→ Provided records:
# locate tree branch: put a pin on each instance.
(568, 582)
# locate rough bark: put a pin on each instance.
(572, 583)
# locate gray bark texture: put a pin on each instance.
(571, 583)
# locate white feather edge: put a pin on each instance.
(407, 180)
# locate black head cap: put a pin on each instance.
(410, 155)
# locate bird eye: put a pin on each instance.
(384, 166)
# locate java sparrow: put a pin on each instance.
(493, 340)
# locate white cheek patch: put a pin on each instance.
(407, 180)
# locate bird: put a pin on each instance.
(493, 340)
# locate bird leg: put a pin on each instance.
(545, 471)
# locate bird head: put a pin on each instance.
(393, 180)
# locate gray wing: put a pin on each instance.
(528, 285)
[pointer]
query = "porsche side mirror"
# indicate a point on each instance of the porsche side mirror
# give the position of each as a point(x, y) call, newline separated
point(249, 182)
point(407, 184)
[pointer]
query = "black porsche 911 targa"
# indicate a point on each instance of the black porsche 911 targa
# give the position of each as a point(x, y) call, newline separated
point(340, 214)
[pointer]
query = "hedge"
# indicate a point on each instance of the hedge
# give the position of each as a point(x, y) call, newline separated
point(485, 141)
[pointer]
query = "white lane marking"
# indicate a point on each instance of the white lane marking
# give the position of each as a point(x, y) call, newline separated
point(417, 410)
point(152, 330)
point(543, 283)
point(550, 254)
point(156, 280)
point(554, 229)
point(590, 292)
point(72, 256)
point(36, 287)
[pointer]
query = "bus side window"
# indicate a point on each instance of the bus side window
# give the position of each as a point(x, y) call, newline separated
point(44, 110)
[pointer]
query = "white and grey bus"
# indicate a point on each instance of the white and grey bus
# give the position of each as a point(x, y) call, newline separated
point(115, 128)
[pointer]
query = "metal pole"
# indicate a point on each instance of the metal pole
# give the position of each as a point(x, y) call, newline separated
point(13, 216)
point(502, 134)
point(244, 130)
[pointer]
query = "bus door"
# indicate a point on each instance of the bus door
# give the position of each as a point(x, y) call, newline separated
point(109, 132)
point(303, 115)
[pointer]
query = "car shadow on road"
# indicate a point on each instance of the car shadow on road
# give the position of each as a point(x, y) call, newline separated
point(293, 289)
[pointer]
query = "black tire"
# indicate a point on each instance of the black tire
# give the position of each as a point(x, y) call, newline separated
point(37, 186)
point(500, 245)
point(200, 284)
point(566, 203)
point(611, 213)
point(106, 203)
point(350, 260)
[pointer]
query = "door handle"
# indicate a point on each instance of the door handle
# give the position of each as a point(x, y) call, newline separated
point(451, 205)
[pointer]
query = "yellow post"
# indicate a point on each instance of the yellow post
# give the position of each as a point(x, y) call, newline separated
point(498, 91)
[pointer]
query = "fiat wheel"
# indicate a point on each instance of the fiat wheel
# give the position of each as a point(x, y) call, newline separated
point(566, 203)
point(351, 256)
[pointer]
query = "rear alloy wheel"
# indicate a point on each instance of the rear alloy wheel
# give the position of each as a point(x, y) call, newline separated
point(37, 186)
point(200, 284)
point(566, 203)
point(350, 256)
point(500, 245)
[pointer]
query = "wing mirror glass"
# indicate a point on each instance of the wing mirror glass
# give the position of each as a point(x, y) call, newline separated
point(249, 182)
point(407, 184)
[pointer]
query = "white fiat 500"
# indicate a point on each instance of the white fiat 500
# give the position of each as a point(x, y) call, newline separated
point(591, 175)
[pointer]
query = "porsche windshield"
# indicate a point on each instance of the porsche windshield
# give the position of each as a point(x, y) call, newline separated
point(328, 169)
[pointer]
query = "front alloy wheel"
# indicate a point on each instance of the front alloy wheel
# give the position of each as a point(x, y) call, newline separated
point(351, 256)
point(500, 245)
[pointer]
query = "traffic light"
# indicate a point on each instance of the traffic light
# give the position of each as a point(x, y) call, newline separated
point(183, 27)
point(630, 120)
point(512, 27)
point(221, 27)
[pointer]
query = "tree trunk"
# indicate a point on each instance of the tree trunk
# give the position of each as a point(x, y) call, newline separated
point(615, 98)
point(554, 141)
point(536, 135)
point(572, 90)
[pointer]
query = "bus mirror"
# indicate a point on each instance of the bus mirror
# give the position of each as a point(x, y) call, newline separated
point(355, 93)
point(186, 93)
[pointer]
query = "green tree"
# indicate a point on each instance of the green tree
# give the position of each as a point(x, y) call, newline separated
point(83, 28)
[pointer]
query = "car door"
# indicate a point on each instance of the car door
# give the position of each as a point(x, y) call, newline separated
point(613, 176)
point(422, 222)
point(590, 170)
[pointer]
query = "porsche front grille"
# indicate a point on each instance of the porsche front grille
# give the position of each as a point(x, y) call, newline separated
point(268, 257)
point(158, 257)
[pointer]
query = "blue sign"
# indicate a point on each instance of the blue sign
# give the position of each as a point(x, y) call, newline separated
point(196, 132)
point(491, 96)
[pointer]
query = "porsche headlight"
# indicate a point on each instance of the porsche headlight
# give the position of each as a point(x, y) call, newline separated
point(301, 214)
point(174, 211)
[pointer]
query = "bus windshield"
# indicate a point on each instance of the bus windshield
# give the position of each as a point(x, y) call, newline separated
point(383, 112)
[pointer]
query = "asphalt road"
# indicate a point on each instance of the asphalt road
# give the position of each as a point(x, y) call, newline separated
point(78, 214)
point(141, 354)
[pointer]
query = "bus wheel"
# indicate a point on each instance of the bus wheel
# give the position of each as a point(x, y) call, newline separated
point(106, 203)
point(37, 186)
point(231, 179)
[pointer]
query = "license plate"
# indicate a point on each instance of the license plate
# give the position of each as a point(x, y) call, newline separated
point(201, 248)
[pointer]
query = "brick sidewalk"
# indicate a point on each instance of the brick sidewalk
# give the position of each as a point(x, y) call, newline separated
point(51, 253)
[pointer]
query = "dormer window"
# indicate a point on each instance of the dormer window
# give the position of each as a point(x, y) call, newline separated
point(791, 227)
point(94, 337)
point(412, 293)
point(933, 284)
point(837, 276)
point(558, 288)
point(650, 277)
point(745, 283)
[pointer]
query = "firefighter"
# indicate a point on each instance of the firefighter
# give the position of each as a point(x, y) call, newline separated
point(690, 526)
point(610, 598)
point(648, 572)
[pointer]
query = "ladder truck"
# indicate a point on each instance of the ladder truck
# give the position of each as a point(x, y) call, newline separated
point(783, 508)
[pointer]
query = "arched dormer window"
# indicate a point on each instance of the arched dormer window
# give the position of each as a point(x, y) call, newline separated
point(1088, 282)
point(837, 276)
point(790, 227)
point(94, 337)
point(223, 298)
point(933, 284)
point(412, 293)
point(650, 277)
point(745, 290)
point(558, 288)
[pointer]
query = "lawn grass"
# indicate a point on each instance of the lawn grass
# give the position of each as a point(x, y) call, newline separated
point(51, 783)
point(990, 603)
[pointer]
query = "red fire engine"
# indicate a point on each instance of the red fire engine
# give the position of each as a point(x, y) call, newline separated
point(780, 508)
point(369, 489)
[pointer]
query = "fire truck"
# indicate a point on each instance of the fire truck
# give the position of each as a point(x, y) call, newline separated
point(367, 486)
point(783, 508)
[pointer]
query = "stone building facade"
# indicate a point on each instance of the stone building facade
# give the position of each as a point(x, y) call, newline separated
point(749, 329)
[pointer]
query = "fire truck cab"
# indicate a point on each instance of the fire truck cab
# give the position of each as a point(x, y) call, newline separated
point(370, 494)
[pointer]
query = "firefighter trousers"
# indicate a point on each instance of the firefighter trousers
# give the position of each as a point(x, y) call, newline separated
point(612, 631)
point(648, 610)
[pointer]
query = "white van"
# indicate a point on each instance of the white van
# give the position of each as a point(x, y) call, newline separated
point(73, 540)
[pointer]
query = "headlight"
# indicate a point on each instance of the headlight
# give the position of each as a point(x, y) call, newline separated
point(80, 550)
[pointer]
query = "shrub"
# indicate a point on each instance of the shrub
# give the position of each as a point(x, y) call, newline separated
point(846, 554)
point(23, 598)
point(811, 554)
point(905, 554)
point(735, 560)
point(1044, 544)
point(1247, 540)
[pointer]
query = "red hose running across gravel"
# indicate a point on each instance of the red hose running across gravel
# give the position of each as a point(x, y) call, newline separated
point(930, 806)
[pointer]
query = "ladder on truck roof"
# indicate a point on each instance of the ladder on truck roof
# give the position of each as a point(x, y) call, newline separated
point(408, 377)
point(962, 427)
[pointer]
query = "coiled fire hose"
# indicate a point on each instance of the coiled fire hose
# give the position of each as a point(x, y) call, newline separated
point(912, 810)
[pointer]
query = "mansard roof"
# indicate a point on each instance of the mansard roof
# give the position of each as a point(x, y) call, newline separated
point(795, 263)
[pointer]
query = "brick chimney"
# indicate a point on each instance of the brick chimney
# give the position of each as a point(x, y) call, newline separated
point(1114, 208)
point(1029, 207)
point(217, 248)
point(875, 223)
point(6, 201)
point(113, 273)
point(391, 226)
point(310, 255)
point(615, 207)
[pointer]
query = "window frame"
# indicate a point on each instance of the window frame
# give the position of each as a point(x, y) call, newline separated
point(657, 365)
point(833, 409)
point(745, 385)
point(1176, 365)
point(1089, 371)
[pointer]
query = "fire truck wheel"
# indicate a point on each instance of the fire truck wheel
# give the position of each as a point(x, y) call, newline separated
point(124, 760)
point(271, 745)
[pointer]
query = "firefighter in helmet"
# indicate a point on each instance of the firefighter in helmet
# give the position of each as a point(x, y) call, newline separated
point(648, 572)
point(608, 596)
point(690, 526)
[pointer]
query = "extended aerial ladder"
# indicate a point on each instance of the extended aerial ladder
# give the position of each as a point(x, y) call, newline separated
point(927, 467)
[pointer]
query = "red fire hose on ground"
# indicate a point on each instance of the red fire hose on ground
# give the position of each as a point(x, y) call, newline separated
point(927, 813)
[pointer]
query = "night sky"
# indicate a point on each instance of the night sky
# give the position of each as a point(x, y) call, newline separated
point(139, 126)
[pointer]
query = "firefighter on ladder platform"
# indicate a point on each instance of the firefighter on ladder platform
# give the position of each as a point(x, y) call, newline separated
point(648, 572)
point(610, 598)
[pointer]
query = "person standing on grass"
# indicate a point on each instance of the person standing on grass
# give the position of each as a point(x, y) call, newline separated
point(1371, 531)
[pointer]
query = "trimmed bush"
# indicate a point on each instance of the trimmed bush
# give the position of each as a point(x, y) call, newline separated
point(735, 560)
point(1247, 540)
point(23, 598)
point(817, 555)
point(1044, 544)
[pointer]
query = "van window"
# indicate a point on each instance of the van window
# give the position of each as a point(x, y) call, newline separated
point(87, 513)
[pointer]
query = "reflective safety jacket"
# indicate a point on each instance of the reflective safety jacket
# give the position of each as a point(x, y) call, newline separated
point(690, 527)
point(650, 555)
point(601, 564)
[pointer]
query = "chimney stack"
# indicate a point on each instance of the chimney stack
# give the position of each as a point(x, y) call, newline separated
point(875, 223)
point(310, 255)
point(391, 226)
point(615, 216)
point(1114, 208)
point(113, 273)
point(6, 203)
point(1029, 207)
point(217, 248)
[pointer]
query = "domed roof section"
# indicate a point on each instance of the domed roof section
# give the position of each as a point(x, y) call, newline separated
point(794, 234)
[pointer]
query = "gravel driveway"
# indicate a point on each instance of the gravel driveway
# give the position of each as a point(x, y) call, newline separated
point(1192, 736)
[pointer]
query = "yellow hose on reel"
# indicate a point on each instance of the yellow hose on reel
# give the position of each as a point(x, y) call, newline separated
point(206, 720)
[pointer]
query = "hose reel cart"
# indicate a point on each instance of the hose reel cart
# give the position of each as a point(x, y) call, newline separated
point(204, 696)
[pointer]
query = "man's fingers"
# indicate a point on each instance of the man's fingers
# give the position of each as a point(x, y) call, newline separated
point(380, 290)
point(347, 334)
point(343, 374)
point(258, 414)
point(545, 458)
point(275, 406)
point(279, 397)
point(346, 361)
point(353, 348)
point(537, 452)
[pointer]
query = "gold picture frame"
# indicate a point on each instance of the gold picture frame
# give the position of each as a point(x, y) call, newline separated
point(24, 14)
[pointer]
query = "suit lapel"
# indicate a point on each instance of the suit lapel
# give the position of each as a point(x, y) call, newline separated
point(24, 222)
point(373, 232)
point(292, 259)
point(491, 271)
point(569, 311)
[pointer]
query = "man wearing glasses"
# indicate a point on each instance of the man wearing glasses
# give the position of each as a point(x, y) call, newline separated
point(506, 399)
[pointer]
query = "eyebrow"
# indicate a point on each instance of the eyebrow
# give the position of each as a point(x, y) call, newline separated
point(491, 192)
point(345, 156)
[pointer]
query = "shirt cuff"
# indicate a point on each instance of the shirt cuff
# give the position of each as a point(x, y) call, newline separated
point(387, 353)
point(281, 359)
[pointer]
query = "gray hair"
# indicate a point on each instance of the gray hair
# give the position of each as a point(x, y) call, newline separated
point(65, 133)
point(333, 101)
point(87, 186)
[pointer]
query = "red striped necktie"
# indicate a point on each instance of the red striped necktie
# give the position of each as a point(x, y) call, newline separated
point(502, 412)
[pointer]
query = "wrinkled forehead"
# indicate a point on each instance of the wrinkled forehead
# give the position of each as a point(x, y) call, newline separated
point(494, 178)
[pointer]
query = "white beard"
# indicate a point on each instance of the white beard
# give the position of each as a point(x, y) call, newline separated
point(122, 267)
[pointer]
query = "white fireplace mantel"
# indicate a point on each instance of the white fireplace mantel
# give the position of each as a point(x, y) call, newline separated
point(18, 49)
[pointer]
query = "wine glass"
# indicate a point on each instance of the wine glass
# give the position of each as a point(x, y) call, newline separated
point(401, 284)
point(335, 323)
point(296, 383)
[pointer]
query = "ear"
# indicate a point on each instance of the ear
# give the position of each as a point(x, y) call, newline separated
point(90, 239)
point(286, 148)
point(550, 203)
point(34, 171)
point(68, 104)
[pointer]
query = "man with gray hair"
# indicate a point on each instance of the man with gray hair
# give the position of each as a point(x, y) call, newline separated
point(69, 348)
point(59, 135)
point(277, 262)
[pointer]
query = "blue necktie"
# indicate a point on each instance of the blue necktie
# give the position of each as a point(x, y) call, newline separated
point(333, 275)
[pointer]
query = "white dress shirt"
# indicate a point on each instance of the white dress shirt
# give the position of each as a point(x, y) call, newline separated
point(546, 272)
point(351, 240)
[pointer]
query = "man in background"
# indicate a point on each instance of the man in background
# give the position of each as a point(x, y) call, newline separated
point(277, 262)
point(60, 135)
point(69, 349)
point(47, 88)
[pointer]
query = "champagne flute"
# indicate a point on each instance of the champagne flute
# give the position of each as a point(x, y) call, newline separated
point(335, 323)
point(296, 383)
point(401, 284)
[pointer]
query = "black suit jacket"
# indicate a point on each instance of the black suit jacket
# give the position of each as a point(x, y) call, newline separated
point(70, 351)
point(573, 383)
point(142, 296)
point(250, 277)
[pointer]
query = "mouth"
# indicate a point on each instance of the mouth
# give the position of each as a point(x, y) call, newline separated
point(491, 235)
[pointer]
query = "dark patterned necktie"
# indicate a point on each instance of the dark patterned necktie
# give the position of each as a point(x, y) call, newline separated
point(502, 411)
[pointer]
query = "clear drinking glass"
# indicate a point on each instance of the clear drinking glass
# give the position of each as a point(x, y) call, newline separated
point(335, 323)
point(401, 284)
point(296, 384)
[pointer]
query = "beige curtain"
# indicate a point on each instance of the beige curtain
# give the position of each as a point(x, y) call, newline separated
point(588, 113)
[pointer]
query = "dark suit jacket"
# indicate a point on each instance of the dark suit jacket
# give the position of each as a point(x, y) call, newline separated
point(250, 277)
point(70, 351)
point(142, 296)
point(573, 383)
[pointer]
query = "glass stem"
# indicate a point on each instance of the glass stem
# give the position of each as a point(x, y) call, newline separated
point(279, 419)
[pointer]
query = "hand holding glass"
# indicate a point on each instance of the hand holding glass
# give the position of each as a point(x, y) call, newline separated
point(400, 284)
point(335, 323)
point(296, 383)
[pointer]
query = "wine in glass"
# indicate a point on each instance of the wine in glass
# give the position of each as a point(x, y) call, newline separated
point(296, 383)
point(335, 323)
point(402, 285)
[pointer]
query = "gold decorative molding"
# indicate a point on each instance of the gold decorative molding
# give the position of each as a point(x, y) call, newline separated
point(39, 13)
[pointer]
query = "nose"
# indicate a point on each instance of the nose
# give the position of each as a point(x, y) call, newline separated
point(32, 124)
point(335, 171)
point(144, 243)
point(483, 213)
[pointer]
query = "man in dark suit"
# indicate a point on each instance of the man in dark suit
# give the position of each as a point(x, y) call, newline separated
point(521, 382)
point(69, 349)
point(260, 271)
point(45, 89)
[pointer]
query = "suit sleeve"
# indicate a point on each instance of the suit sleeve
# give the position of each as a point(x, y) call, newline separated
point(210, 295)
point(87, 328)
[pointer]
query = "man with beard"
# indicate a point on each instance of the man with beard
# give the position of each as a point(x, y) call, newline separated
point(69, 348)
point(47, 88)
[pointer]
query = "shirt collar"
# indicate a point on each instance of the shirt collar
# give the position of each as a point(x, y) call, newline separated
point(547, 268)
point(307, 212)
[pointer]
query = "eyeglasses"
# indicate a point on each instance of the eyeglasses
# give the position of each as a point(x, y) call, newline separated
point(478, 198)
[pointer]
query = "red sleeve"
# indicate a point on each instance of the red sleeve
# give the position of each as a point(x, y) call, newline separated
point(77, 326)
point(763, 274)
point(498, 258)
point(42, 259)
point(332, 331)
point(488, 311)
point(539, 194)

→ What you are asked to do: Nothing but a number is expected: the count of lines in the data that include the word "sleeve".

→ Response box: 4